____ Listed entries

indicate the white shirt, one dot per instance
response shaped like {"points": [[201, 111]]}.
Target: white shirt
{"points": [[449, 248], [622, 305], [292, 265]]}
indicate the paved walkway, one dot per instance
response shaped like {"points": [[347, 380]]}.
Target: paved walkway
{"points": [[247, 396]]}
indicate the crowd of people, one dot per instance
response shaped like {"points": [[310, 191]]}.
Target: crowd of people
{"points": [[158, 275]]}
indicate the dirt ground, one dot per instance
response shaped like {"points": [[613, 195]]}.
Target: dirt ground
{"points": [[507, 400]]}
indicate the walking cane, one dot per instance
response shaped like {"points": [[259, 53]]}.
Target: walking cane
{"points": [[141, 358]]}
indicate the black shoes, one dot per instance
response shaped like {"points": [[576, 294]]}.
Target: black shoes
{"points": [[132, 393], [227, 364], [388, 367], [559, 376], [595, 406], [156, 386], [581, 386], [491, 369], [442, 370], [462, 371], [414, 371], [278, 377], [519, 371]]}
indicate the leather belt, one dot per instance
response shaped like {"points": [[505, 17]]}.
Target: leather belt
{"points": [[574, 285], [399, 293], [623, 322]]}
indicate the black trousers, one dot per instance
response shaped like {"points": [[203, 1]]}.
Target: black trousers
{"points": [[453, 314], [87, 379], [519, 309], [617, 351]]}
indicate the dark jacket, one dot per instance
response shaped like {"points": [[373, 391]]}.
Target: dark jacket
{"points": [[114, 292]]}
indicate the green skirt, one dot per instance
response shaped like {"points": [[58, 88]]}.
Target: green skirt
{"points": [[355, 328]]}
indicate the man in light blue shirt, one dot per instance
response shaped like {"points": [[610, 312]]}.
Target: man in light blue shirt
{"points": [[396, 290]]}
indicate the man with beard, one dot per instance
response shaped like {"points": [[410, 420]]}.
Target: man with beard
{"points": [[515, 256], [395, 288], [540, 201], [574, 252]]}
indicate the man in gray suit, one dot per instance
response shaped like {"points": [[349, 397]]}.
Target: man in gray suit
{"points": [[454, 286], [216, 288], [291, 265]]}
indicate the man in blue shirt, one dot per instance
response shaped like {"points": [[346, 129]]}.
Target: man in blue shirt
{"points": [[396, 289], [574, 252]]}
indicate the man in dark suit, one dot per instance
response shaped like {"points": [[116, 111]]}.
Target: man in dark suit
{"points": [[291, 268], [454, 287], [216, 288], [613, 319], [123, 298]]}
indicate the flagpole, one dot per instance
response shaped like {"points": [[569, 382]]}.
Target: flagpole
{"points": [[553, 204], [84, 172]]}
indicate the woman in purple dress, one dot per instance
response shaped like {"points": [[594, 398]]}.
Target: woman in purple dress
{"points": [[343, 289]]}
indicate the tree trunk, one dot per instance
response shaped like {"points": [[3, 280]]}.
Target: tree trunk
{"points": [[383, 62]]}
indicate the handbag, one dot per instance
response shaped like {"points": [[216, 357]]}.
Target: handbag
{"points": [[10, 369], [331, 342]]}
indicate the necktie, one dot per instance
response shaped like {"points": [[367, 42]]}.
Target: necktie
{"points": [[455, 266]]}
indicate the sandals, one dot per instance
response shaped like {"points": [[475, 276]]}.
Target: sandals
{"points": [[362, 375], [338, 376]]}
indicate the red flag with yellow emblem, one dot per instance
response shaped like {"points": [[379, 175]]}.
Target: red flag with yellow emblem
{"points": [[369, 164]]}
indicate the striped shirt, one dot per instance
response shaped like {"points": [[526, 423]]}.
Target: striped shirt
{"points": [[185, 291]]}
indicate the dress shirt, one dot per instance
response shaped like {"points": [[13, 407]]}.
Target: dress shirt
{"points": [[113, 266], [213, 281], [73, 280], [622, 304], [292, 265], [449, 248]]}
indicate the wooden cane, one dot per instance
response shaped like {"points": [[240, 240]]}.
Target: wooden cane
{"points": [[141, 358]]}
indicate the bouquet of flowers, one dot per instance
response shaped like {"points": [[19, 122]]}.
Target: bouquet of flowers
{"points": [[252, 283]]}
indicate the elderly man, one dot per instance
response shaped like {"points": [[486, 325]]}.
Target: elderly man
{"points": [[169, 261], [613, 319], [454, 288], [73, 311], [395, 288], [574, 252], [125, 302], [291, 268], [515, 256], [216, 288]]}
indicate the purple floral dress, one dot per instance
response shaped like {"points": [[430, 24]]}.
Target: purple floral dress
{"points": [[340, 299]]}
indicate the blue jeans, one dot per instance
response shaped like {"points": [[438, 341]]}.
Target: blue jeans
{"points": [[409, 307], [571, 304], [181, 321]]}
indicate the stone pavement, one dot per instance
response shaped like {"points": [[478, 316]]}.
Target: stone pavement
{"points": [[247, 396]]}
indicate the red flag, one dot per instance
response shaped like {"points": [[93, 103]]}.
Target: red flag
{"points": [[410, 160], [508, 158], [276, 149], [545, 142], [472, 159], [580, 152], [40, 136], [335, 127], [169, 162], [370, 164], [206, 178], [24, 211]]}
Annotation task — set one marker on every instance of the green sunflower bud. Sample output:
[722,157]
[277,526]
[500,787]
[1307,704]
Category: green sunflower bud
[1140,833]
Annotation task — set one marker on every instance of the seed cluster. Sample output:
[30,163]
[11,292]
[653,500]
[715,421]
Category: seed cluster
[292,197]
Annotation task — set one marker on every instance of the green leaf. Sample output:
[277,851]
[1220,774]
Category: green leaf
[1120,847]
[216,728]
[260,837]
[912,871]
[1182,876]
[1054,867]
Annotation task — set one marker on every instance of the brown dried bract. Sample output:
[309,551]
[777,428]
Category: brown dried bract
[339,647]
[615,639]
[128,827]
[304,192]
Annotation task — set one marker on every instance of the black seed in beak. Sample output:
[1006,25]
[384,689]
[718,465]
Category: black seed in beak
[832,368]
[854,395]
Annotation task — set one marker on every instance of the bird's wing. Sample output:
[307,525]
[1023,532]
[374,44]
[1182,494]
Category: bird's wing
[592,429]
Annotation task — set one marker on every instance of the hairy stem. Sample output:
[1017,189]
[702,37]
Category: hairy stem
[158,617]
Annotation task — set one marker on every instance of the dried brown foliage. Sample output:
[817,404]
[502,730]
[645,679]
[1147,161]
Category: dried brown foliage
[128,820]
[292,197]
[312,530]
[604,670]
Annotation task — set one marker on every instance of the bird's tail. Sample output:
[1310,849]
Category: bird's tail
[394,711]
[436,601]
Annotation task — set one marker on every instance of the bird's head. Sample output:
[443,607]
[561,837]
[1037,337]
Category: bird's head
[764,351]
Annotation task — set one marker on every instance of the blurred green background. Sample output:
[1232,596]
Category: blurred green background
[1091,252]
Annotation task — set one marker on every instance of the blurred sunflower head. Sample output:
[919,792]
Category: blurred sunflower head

________

Your goal -
Exactly as given, please retype all the entries.

Exercise solution -
indicate the white shirt, one dot per instance
response shaped like {"points": [[201, 111]]}.
Target: white shirt
{"points": [[449, 248], [622, 305], [292, 265]]}
indicate the paved walkway, one dot per instance
response shaped like {"points": [[347, 380]]}.
Target: paved walkway
{"points": [[247, 396]]}
indicate the crowd of people, one dot per instance
response shaped like {"points": [[310, 191]]}.
Target: crowd of people
{"points": [[158, 275]]}
indicate the dirt ground, one dot per instance
response shaped like {"points": [[613, 195]]}.
Target: dirt ground
{"points": [[507, 400]]}
indicate the walking cane, one dot per instance
response shaped like {"points": [[259, 53]]}.
Target: walking cane
{"points": [[141, 358]]}
indicate the black shoes, one dot per instance
response shaped like {"points": [[576, 294]]}.
Target: black shoes
{"points": [[132, 393], [227, 364], [388, 367], [559, 376], [595, 406], [156, 386], [581, 386], [491, 369], [442, 370], [462, 371], [414, 371], [278, 377], [519, 371]]}
indicate the leather belt, one dot per instance
response shaped like {"points": [[505, 17]]}.
Target: leather belt
{"points": [[574, 285], [399, 293], [623, 322]]}
indicate the black trousers, one dot per instance
response shaped like {"points": [[203, 1]]}.
Target: black trousers
{"points": [[453, 314], [87, 379], [519, 309], [617, 351]]}
indicate the dark jacket, one dot per instance
response shaped like {"points": [[373, 391]]}.
Target: dark jacket
{"points": [[114, 292]]}
indicate the green skirt, one dot per instance
response shaped like {"points": [[58, 88]]}.
Target: green skirt
{"points": [[355, 328]]}
indicate the man in light blue shirt, one dot per instance
response shaped like {"points": [[610, 312]]}.
Target: man in light blue shirt
{"points": [[396, 290]]}
indicate the man with beard, one dot per instance
response shaped like {"points": [[410, 420]]}.
Target: man with beard
{"points": [[515, 256], [395, 288], [540, 201], [574, 252]]}
indicate the man in gray suit, one dot per instance
response shaped like {"points": [[349, 397]]}.
Target: man in gray suit
{"points": [[454, 286], [216, 288], [291, 265]]}
indicate the man in blue shirt, one dot per instance
response shaped like {"points": [[346, 129]]}.
Target: man in blue shirt
{"points": [[396, 289], [574, 252]]}
indicate the man in dark suit, one dot per instance
response shaped like {"points": [[116, 111]]}.
Target: man in dark suit
{"points": [[291, 268], [454, 287], [216, 288], [613, 319], [123, 298]]}
indicate the flagpole, one dot per instance
response shaped like {"points": [[569, 382]]}.
Target: flagpole
{"points": [[553, 204], [84, 172]]}
indicate the woman in purple dress, one dot per instance
response shaped like {"points": [[594, 398]]}.
Target: woman in purple dress
{"points": [[343, 289]]}
indicate the tree trunk, one dot per instance
response shaped like {"points": [[3, 280]]}.
Target: tree trunk
{"points": [[383, 62]]}
indicate the handbag, one dot per instance
response shaped like {"points": [[216, 357]]}.
Target: handbag
{"points": [[10, 369], [331, 342]]}
indicate the necktie, one dot per instance
response shaped like {"points": [[367, 42]]}.
Target: necktie
{"points": [[455, 266]]}
indicate the sandals, one dot per instance
response shaped like {"points": [[475, 276]]}.
Target: sandals
{"points": [[362, 375], [338, 376]]}
indicate the red flag with yellow emblem, one dot per instance
response shaped like {"points": [[379, 175]]}.
Target: red flag with yellow emblem
{"points": [[369, 164]]}
indicate the striped shirt, one dot per instance
response shaped like {"points": [[526, 423]]}.
Target: striped shirt
{"points": [[185, 291]]}
indicate the dress shirt, one dot per instance
response shaped like {"points": [[13, 407]]}.
Target: dress shirt
{"points": [[113, 266], [213, 281], [73, 280], [622, 304], [292, 265], [449, 248]]}
indicate the wooden cane, one dot per instance
response shaped like {"points": [[240, 240]]}.
Target: wooden cane
{"points": [[141, 358]]}
indicate the bouquet of flowers, one dot per instance
response shaped like {"points": [[19, 122]]}.
Target: bouquet of flowers
{"points": [[252, 283]]}
indicate the elderly man, one dot per instance
response shaped like {"points": [[486, 325]]}.
Target: elderly man
{"points": [[169, 261], [613, 319], [454, 288], [73, 311], [395, 288], [574, 252], [125, 302], [291, 268], [515, 256], [216, 288]]}
indicate the purple floral dress, one dot per instance
response shaped like {"points": [[430, 24]]}.
Target: purple floral dress
{"points": [[340, 299]]}
indicate the blue jeans, one dot per instance
response shaped like {"points": [[438, 341]]}.
Target: blue jeans
{"points": [[409, 307], [571, 304], [181, 321]]}
indicate the stone pavement, one dot per instance
response shaped like {"points": [[478, 316]]}.
Target: stone pavement
{"points": [[247, 396]]}
indicate the red flag, one dot per instance
response shaped like {"points": [[93, 103]]}.
Target: red flag
{"points": [[410, 160], [508, 158], [276, 149], [545, 142], [472, 159], [580, 152], [40, 136], [335, 127], [169, 162], [370, 164], [206, 178], [24, 211]]}
Annotation task — set one marker on every instance of the green sunflower bud. Sample output:
[722,157]
[277,526]
[500,787]
[1307,704]
Category: green sunflower bud
[1140,833]
Annotation task — set one marker on every instance of the seed cluster. Sample output:
[30,163]
[11,292]
[653,500]
[715,421]
Category: seed cluster
[292,197]
Annotation task — set one marker on every instance of the green leaf. Sample output:
[277,851]
[1220,774]
Category: green leaf
[1120,847]
[216,728]
[260,837]
[912,871]
[1182,876]
[1054,867]
Annotation task — set one marker on every instance of the brown dried bract. Sample output:
[309,551]
[777,428]
Category: brown dried bract
[339,647]
[615,639]
[128,827]
[304,192]
Annotation task — set one marker on every instance of the black seed in beak. Sample output:
[1006,25]
[384,689]
[718,465]
Category: black seed in beak
[832,368]
[854,395]
Annotation task — set one marker on every instance of the bird's wing. Sample output:
[307,525]
[1023,532]
[374,44]
[1182,494]
Category: bird's wing
[592,429]
Annotation task — set one marker on every instance of the hairy stem. Sample output:
[1017,189]
[702,37]
Category: hairy stem
[158,617]
Annotation task — set one marker on every instance of the dried brown foliage. Sample output:
[817,404]
[502,730]
[645,679]
[1147,161]
Category: dried brown foliage
[128,820]
[292,197]
[312,530]
[604,670]
Annotation task — set one marker on every instance of the bird's tail. Sample output:
[1310,849]
Category: bird's tail
[394,711]
[436,601]
Annotation task — set one marker on every instance of the bird's head. Sample output:
[443,607]
[561,837]
[1037,337]
Category: bird's head
[764,351]
Annotation task — set one marker on every instance of the blurred green background. Sample output:
[1232,596]
Category: blurred green background
[1091,252]
Annotation task — set one marker on every instance of the blurred sunflower head. Sample output:
[919,792]
Category: blurred sunflower head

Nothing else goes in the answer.